### TEXTO DEL DOCUMENTO

★ ★ ★

Comparto el deseo de que ojalá todo el mundo supiera leer y escribir, pero pertenece al género conductista ramplón considerar que por leer a Cervantes la gente se convertirá en un dechado de maravillas libertarias, psicomotrices y lúcidas. La experiencia demuestra todos los días que una cosa es saber leer y escribir, y muy otra, señalar los efectos «colaterales» entre ese saber técnico y ese saber ético y moral.
Sorprende mucho que, entendiendo la lectura como un trasunto mágico, el autor sostenga semejante arenga publicitaria: «Tal vez tengamos que usar un marketing agresivo para incitar a la lectura, con eslóganes del tipo: `¡Sé imbécil! ¡No leas!’».
Marina tendría que explicar por qué ser lector es incompatible con ser un imbécil. Etimológicamente, la palabra imbécil deriva de im-baculus, y significa con bastón. Y nadie mejor que un lector para dibujar esa imagen de indigencia. Se puede decir perfectamente que el lector es un imbécil, porque nadie como él se apoya en algo exterior a sí mismo para conducirse. Ese algo, obviamente, es el bastón de la lectura, que el lector usa, se supone, para combatir su estolidez estructural.
Desengáñese Marina. La manera con que algunos intelectuales y eruditos alardean de su inteligencia lleva a muchas personas a no desear leer, por no parecerse a aquéllos. Ya Schopenhauer decía: «Si leer y aprender mucho es perjudicial al pensar personal, escribir y enseñar mucho deshabitúa de la claridad y de la profundidad del saber, y de la comprensión que no se tiene tiempo de adquirir» («La erudición y los eruditos» en «La lectura, los libros y otros ensayos», Edaf, Madrid, 1996).
Otro extracto de la depurada magia de Marina lo constituye la siguiente afirmación vehemente: «Los borregos nunca han leído un libro». ¡Menudo descubrimiento! Ni los borregos ni las lombrices aristotélicas de tierra. Hay mucha gente que lee y es tan borrega como una oveja merina o lacha. Hay mucha gente que lee y es tan individualista como un erizo. El gregarismo no es incompatible con saber o no saber, con leer o no leer. La lectura no otorga a nadie la vitola señera de la autonomía. Además, estaría por ver si la autonomía es más apetecible que cierta adorable dependencia de los demás. Los clásicos advertían que la autonomía no estaba lejos del orgullo y del engreimiento, y, por el contrario, mostraban que depender de los demás te hace ser más tolerante, más comprensivo y menos tirano con quienes consideras inferiores.

★ ★ ★

### Líneas de datos extraídas
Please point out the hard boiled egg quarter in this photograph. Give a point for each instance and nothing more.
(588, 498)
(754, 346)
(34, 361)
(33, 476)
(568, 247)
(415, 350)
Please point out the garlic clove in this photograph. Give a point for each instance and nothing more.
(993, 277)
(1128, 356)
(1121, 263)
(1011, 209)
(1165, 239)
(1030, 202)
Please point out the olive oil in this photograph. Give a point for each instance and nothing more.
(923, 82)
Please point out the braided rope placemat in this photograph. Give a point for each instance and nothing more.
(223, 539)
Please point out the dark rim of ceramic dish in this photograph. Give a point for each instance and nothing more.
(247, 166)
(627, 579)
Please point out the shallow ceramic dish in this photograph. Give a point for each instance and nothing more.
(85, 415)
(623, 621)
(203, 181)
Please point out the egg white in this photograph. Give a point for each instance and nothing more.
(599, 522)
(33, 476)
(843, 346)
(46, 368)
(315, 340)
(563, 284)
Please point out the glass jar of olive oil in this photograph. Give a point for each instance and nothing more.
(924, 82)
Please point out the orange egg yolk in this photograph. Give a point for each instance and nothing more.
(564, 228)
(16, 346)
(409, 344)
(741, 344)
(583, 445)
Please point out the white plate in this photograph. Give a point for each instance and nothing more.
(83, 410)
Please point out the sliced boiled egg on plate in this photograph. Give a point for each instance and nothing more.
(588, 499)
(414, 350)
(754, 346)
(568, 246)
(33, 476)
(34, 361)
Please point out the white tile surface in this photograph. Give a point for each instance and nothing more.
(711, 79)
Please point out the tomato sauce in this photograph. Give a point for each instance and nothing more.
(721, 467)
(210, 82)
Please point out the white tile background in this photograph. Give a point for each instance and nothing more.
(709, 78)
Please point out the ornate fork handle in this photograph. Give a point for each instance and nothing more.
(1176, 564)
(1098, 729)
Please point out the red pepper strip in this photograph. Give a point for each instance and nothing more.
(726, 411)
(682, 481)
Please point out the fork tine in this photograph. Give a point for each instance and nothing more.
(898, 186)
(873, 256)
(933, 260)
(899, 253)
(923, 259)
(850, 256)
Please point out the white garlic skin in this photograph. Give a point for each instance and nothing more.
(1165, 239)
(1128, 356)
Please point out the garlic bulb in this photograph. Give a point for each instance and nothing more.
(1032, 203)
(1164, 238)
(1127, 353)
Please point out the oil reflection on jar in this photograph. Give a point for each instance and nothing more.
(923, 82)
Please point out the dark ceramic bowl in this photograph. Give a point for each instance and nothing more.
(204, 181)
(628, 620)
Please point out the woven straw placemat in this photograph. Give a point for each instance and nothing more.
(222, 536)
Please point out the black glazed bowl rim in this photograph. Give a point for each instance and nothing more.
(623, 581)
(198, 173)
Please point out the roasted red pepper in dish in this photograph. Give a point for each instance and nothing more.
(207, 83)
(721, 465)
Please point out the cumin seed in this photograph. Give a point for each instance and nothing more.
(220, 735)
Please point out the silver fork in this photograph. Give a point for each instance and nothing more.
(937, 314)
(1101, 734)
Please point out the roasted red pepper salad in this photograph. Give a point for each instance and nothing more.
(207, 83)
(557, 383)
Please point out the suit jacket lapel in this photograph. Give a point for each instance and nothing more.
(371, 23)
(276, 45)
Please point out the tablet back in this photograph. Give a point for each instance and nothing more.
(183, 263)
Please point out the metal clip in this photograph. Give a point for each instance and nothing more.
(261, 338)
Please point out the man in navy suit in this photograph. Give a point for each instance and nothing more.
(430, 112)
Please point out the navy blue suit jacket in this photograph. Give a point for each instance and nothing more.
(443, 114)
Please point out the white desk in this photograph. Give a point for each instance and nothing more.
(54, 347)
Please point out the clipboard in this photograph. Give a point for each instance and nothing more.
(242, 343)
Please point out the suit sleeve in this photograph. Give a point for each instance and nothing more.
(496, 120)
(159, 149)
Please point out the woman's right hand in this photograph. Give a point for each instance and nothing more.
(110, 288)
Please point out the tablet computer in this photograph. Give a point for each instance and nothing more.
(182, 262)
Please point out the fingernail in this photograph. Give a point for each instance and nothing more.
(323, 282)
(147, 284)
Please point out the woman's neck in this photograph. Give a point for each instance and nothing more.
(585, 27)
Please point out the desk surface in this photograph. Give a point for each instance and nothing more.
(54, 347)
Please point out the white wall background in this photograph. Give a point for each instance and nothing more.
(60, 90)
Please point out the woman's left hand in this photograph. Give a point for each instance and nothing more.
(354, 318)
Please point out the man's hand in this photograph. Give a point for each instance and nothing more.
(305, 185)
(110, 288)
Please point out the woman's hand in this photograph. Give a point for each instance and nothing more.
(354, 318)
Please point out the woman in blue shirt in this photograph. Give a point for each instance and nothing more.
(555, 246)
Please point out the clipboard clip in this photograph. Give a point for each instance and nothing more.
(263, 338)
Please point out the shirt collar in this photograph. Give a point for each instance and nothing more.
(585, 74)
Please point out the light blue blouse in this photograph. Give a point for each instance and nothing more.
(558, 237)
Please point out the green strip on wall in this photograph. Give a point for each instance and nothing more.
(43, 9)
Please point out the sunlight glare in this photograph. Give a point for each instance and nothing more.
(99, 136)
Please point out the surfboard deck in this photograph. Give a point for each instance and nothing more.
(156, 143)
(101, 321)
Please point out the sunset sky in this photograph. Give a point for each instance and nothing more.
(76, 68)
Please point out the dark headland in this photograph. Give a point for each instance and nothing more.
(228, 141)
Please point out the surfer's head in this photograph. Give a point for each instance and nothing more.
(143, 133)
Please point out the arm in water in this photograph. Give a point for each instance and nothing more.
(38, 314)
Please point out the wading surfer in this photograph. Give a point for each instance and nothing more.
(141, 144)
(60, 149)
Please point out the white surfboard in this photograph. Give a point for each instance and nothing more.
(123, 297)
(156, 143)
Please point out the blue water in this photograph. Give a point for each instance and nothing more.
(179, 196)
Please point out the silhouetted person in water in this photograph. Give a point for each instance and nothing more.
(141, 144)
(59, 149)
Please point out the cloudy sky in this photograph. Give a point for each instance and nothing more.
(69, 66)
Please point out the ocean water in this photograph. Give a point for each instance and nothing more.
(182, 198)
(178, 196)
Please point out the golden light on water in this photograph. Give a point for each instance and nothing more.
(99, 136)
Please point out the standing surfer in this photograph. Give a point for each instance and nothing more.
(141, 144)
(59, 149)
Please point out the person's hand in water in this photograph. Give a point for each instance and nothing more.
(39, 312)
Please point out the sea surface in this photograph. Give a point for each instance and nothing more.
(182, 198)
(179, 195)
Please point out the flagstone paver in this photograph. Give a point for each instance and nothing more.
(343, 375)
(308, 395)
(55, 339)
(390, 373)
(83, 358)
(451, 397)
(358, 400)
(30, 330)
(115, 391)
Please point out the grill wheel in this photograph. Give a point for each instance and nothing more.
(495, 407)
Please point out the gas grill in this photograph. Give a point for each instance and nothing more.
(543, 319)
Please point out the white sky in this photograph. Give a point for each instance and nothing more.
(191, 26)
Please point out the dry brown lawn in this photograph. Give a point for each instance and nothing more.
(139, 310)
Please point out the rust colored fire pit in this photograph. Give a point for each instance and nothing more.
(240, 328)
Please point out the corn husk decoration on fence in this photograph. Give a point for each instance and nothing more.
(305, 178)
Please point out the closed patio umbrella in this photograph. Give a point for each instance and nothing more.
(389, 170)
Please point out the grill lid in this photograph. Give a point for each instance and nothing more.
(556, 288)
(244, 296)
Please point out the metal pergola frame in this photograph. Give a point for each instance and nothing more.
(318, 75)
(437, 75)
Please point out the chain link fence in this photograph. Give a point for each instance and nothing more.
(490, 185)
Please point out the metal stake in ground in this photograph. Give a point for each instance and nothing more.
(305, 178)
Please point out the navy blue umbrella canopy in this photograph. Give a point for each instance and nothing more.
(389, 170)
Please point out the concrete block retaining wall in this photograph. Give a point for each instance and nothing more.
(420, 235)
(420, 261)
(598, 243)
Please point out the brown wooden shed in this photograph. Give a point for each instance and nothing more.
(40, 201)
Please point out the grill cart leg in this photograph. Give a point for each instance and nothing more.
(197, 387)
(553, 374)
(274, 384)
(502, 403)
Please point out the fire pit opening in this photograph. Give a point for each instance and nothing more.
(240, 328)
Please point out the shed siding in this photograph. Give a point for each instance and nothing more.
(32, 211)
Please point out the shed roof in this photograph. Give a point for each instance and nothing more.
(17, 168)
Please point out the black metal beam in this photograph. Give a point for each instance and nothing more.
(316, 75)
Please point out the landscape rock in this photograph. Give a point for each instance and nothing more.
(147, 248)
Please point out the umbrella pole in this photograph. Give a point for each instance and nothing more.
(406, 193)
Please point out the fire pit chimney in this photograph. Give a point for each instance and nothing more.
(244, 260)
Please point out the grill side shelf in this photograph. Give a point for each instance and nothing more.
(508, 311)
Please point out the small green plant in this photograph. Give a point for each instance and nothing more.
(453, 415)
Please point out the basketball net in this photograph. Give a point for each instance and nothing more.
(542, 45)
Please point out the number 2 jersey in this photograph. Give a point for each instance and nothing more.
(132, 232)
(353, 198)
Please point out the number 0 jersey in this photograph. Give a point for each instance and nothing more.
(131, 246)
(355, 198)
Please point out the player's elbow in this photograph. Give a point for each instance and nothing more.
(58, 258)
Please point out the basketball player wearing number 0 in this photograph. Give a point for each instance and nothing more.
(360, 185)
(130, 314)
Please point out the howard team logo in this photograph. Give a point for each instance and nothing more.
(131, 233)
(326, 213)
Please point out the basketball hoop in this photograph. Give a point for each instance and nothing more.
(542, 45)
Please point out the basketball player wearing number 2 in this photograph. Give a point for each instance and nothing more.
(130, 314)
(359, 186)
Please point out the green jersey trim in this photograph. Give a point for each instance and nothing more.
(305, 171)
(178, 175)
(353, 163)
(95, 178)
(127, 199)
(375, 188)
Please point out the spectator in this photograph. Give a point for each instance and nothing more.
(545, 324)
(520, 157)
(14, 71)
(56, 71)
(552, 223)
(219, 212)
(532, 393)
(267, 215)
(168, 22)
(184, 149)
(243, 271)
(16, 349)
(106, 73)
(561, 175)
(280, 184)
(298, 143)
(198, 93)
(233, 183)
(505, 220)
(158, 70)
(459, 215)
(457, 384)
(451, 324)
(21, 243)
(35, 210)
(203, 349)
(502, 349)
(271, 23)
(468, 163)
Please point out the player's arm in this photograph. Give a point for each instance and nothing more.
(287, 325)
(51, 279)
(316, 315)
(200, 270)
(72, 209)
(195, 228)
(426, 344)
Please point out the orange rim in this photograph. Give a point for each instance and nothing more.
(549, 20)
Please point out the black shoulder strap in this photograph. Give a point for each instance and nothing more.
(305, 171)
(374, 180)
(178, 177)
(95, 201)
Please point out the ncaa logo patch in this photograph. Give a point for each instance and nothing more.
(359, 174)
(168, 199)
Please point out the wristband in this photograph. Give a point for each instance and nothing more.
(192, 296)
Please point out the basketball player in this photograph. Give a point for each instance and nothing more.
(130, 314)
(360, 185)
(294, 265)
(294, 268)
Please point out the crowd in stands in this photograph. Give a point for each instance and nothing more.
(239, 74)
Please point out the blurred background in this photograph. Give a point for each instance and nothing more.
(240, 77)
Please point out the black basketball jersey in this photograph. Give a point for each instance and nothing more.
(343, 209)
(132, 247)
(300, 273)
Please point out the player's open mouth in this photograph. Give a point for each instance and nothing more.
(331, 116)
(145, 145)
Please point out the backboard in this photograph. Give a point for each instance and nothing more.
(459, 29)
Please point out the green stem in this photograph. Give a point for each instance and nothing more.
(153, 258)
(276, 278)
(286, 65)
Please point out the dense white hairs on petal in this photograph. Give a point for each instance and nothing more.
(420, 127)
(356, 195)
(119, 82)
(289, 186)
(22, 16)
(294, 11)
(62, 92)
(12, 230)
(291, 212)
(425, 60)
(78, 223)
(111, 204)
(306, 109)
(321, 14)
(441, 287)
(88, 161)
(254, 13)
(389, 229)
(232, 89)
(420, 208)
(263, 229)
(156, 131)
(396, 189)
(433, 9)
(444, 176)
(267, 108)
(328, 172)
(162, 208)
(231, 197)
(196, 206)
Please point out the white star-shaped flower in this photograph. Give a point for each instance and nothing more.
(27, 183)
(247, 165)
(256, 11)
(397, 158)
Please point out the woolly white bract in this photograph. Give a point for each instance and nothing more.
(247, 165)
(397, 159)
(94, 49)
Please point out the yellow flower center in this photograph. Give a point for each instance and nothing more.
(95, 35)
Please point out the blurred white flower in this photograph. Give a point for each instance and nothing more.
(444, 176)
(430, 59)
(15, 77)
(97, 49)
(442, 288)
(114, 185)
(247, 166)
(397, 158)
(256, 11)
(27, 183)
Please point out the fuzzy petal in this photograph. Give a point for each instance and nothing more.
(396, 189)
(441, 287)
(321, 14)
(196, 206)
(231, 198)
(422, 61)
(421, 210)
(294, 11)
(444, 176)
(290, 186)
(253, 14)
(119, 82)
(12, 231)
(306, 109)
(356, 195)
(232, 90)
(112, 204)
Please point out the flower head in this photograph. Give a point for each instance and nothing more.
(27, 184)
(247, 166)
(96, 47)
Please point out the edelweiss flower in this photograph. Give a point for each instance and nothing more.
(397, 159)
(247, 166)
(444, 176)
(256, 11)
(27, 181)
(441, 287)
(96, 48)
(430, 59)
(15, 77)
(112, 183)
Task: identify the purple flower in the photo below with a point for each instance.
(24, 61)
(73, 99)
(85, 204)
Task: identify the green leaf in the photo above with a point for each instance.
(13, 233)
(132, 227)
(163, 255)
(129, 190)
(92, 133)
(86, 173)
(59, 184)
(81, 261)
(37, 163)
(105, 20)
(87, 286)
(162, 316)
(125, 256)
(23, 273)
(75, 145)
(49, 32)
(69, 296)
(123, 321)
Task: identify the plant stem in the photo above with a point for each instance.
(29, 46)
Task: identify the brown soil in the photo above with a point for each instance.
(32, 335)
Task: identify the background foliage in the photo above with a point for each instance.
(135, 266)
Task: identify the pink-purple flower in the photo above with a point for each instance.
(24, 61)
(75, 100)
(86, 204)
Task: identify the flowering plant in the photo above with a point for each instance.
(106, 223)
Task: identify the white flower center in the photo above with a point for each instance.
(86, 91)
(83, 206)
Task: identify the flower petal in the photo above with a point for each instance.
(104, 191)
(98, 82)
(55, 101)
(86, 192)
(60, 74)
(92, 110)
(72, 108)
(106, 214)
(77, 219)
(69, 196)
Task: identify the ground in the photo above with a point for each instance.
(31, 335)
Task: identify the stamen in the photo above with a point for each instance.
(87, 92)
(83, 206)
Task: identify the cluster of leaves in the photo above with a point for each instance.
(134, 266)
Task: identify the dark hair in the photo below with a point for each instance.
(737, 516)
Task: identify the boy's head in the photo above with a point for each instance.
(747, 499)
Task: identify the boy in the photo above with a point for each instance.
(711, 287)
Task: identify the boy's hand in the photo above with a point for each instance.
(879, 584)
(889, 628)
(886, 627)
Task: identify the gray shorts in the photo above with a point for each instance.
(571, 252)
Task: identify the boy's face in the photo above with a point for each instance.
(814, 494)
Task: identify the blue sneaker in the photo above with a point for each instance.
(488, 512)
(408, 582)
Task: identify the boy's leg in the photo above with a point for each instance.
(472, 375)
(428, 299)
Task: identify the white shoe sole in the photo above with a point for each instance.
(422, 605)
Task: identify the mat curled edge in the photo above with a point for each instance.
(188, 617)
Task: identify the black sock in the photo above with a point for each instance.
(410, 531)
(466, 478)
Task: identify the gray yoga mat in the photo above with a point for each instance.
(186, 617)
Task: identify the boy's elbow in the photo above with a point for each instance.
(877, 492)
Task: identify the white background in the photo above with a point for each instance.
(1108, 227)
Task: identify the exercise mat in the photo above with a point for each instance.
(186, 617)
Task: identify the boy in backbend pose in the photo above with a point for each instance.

★ ★ ★

### TRABAJO PENDIENTE
Prosigue, por favor, el texto sobre la lectura y las ideas de Marina a partir de su última oración.

### RESULTADO DEL EJERCICIO
Las imágenes que utiliza Marina para tildar a los no lectores no pueden ser más desgraciadas y, por tanto, menos mágicas. Quienes no leen, o están ciegos o padecen alguna miopía o presbicia o astigmatismo esencial. Así afirmará: «La ausencia de lectura no sólo empobrece la mirada, sino también la expresión». ¿Y cómo sabe Marina que la mirada empobrecida de una persona es fruto de no haber leído? ¡Es que Marina es un mago, diantres! ¿Y cómo sabe el filósofo mágico que la mirada serena y circunspecta de una persona es efecto de la degustación de las obras completas de Tito Livio? ¡Es que Marina se pone como ejemplo universal de lector, rediantres!
En serio. La mirada se ensancha en esta vida de muchos modos. Viajando, charlando y guardando silencio. A la expresión le puede suceder otro tanto. No por mucho leer aparece la metáfora más rauda y más exacta en tu boca o en el lecho de la página. No se puede sostener de forma absoluta y dogmática que la lectura mejore la expresión. Habrá casos y casuística pata todos los disgustos.
Parece increíble que, teniendo una idea mágica de la lectura, se insulte a media humanidad por no leer. ¡Como si todo el posible cultivo del cogollo mental de un individuo sólo fuera posible mediante el acomodo de la lectura! Si la magia que maneja Marina consiste en vapulear a quienes ni piensan, ni actúan como los lectores, ¡menuda magia de las narices!
Después de leer el libro de Marina, uno llega a la conclusión de que la lectura cultiva la racionalidad. Pero no te vuelve razonable. A la vista está que Marina, a lo largo de su libro, lo demuestra muy bien. Por el contrario, el contacto con los demás sí puede volverte razonable. Por eso, intuyo que a Marina un encuentro dialéctico con Gustavo Bueno le podría hacer mucho más razonable que todos aquellos libros que pueda leer durante un año. Leer o escribir. Solo o en comandita.